Could you turn the lines below into a numbered list, skipping any blank ones and leaving out the pictures?

#####

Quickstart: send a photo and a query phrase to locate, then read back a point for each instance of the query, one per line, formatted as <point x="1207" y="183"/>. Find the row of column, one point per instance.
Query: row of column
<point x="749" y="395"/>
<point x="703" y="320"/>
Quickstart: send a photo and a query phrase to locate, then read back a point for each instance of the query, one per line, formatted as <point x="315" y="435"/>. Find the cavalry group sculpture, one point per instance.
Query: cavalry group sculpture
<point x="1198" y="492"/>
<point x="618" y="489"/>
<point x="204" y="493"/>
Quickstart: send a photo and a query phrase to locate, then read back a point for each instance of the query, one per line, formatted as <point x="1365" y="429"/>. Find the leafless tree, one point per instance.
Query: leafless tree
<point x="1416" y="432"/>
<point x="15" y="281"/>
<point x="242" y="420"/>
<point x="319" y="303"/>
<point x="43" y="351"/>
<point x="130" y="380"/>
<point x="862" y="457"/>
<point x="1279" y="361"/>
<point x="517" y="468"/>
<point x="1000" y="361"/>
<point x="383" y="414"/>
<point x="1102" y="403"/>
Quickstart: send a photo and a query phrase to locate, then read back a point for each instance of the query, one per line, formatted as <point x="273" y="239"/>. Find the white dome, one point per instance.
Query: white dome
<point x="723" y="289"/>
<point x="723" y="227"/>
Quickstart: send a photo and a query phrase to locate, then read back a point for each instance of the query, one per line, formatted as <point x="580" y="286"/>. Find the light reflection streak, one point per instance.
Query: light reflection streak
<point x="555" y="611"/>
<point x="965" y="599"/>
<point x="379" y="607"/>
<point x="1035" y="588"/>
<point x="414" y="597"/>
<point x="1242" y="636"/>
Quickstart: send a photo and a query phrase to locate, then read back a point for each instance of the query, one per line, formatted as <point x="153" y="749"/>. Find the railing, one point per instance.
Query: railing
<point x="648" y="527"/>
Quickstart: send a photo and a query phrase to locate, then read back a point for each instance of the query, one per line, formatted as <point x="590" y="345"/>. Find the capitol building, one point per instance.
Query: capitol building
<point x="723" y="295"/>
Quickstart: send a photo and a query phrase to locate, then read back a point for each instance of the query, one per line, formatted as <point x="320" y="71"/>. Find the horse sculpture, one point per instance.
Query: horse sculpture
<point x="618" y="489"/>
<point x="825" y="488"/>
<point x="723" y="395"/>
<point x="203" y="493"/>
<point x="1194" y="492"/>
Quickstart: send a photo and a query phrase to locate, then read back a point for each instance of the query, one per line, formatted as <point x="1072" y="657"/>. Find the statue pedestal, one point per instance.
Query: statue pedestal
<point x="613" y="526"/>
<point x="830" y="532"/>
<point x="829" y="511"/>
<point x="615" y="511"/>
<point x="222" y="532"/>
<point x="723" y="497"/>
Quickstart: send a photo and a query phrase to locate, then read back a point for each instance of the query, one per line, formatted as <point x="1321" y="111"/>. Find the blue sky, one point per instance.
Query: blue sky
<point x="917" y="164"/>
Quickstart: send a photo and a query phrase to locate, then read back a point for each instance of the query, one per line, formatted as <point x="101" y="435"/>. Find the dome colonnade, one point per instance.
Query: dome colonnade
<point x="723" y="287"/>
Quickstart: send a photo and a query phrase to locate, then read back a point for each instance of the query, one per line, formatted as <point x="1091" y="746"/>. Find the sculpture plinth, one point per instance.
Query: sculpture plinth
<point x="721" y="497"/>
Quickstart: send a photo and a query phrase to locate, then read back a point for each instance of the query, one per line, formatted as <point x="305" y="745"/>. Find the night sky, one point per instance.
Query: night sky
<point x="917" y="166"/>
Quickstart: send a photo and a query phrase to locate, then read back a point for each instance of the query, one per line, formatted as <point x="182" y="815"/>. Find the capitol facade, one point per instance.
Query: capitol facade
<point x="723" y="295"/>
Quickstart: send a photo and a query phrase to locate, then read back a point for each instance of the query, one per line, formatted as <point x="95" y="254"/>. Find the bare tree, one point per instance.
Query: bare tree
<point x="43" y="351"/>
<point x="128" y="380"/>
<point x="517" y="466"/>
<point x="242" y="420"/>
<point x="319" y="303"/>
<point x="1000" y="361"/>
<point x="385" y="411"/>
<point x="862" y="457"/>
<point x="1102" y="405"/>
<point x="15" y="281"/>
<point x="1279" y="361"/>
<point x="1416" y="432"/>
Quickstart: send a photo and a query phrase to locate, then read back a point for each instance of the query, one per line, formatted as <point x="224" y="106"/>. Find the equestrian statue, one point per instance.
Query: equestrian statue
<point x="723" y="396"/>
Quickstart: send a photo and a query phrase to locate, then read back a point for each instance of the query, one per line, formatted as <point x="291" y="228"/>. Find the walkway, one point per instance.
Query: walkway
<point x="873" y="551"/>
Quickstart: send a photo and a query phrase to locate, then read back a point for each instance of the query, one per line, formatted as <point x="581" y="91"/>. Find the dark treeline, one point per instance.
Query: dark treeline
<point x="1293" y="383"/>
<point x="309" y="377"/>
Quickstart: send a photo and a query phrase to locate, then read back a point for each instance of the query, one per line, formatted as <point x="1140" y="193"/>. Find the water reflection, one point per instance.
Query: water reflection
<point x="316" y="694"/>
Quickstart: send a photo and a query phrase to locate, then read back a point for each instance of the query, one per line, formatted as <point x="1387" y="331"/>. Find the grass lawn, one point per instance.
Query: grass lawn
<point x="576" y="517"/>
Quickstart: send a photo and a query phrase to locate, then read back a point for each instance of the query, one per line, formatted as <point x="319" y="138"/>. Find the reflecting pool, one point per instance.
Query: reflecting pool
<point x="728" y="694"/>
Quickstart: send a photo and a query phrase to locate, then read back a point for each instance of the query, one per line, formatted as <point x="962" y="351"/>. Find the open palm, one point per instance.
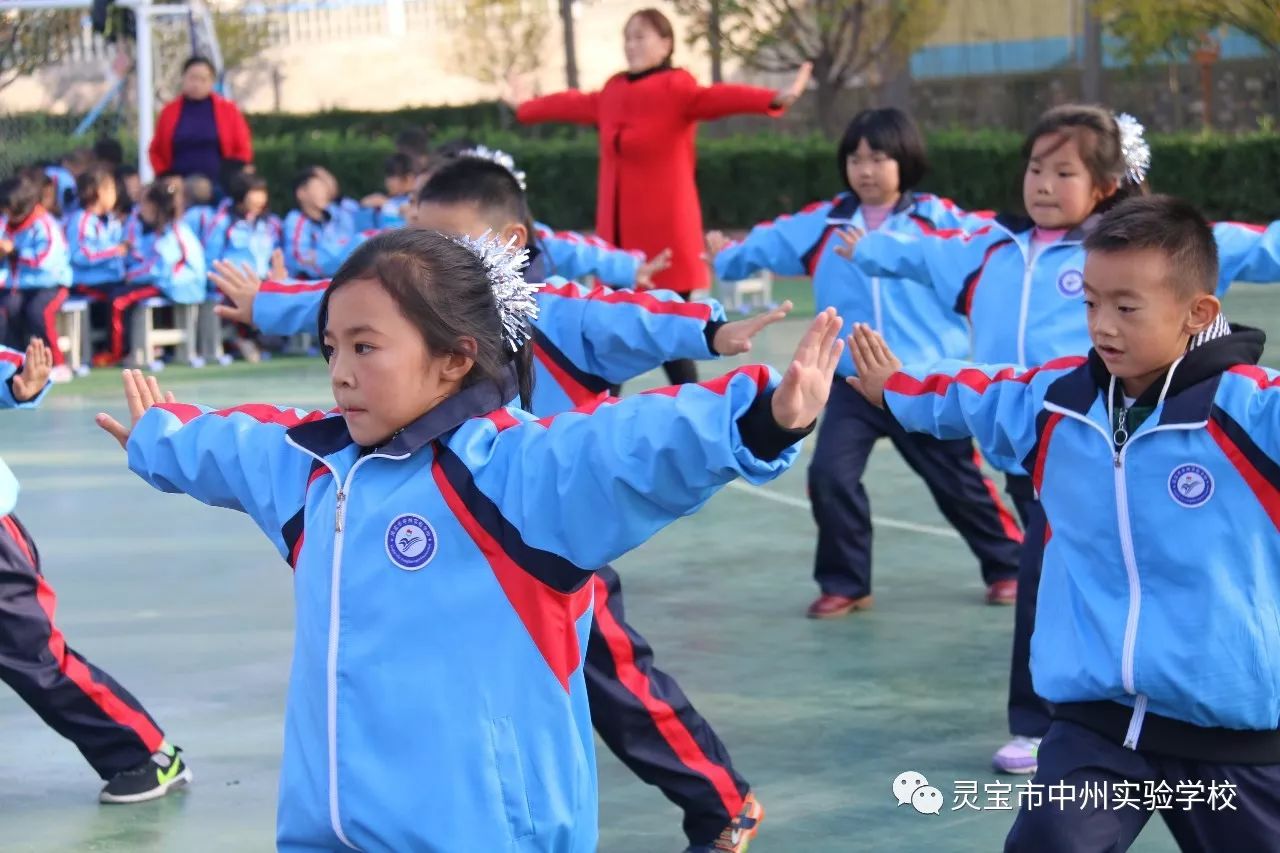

#####

▶ SOLUTION FOR THIS EXERCISE
1. Quickstart: send a photo and a query phrase to locate, then read back a point for each instance of the query, one per line, formatted as <point x="1207" y="183"/>. Find the row of column, one point per instance.
2. Query: row of column
3. <point x="749" y="395"/>
4. <point x="703" y="320"/>
5. Quickstart: send a photo and a query phrase to locate, then read back a point for each instance of the query, one per line, formatted as <point x="315" y="435"/>. Find the cavalry group sculpture, one point per instance.
6. Query: cavalry group sculpture
7. <point x="1198" y="492"/>
8. <point x="618" y="489"/>
9. <point x="204" y="493"/>
10. Quickstart: send a photo and a query phrase to locate, then read back a point for each instance of the query, one per line, formatted as <point x="1365" y="429"/>. Find the leafless tree, one point per instance.
11. Query: leafless tree
12. <point x="1416" y="432"/>
13. <point x="15" y="281"/>
14. <point x="242" y="420"/>
15. <point x="319" y="303"/>
16. <point x="43" y="351"/>
17. <point x="130" y="380"/>
18. <point x="862" y="457"/>
19. <point x="1279" y="361"/>
20. <point x="517" y="468"/>
21. <point x="1000" y="361"/>
22. <point x="383" y="414"/>
23. <point x="1102" y="403"/>
24. Quickstart: send a photo and a query phrase to locate, then read back a point for each instance of the query, one per line, formatted as <point x="273" y="239"/>. Find the white dome, one point per instance.
25. Query: white dome
26. <point x="723" y="289"/>
27. <point x="723" y="227"/>
28. Quickstart: send a photo and a query phrase to locate, then read back a point for each instance of the query, one per line, formatted as <point x="580" y="286"/>. Find the light reflection streak, one point per instance.
29. Query: light reflection streak
30. <point x="555" y="611"/>
31. <point x="965" y="599"/>
32. <point x="379" y="607"/>
33. <point x="1035" y="588"/>
34. <point x="414" y="597"/>
35. <point x="1242" y="636"/>
36. Quickstart: send a photo and a query phrase to locate, then read back a point for each instance of the query, one per line, formatted as <point x="153" y="749"/>. Find the railing, one point per instance.
37. Query: railing
38. <point x="648" y="527"/>
39. Quickstart: send a photo and a query phrase to locate, then read back a point for each instance of the query, one per line, formatted as <point x="590" y="345"/>. Find the capitol building, one point per instance.
40. Query: capitol building
41. <point x="723" y="295"/>
42. Quickstart: send a photo and a query phrase to locate, then read back a point for each instance of the query, one per line, formatted as <point x="320" y="71"/>. Find the horse sculpture, one point per instance.
43. Query: horse sculpture
44. <point x="618" y="489"/>
45. <point x="825" y="488"/>
46. <point x="723" y="395"/>
47. <point x="203" y="493"/>
48. <point x="1194" y="492"/>
49. Quickstart: send a photo and a query phrase to locate, then read back a point for each instance of the query, one per line, formatted as <point x="1072" y="657"/>. Find the statue pedestal, one point per instance.
50. Query: statue pedestal
51. <point x="613" y="526"/>
52. <point x="830" y="532"/>
53. <point x="829" y="511"/>
54. <point x="615" y="511"/>
55. <point x="222" y="532"/>
56. <point x="723" y="497"/>
57. Quickstart: send a photo and a query phrase to locate, then read back a point for each instance of the query, one per line, formatted as <point x="1321" y="111"/>. Find the blue sky, one point per instance.
58. Query: blue sky
59. <point x="917" y="164"/>
60. Quickstart: send a photo and a query phrase to locate, then read back a point for each instance of the query, one per line, formatted as <point x="101" y="435"/>. Find the dome colonnade, one point per instance.
61. Query: dome colonnade
62. <point x="723" y="287"/>
63. Quickstart: send a photo and a query phrase to locate, then read back a point for each instance of the query, one per line, formatted as <point x="1091" y="746"/>. Find the sculpture plinth, one point per instance.
64. Query: sculpture plinth
65. <point x="721" y="497"/>
66. Quickstart: send a photo and a query phrase to locate, then read back a point for each instance of the query, one per line, formatted as <point x="305" y="745"/>. Find the night sky, one point per instance.
67. Query: night sky
68. <point x="917" y="166"/>
69. Quickstart: send a photo and a query phrase to locate, then read back a point for each instance of the query, one per line, formatted as <point x="182" y="815"/>. Find the capitol facade, one point per instance.
70. Query: capitol facade
71. <point x="723" y="295"/>
72. Quickstart: send a photo and a query phrase to locate, then read back a point for each instance of the query, one per line, formatted as <point x="95" y="254"/>. Find the bare tree, one point per instance.
73. Query: bare tree
74. <point x="43" y="351"/>
75. <point x="128" y="380"/>
76. <point x="517" y="466"/>
77. <point x="242" y="420"/>
78. <point x="319" y="303"/>
79. <point x="1000" y="361"/>
80. <point x="385" y="411"/>
81. <point x="862" y="457"/>
82. <point x="1102" y="405"/>
83. <point x="15" y="281"/>
84. <point x="1279" y="361"/>
85. <point x="1416" y="432"/>
86. Quickstart: send a photo and a query phrase to locate, then read back a point for each instance of the query, one per line, formatted as <point x="224" y="106"/>. Find the equestrian statue, one point per instance.
87. Query: equestrian statue
88. <point x="723" y="396"/>
89. Quickstart: send a photo and a query phrase to locate, then read back a point for each instance of the query, one per line, formatted as <point x="291" y="228"/>. Find the walkway, one point per instance.
90. Query: walkway
91. <point x="873" y="551"/>
92. Quickstart: send a photo and a query phrase to locate, then read back a point for each instance of the query, one per line, formatted as <point x="581" y="91"/>. Find the dark treeline, one point per instance.
93. Query: dark treeline
94. <point x="1293" y="383"/>
95. <point x="309" y="377"/>
96. Quickstart: send a photo and a query phrase to locate, then read back a point for each instance of the query, one per line, formatted as <point x="1140" y="193"/>. Find the water reflection, one point per instance.
97. Query: water reflection
98. <point x="316" y="694"/>
99. Quickstart: send a photo and a query phrase to locate, then read back a point for each instance of the query, one per line, formatted as <point x="1387" y="331"/>. Find the grass lawn, one point per instance.
100. Query: grass lawn
101. <point x="576" y="517"/>
102. Quickstart: send a photo and a query phrase to locate, then read back a point for each instance of the query, one per line, formatted as <point x="319" y="138"/>. Find the reflecting pool, one point per instance.
103. Query: reflecting pool
104. <point x="728" y="694"/>
105. Quickstart: send a photo and a query phrase to locate, then read back a point for each instance of the query, one per line, formatted as <point x="962" y="351"/>. Find the open palm, one point per instance.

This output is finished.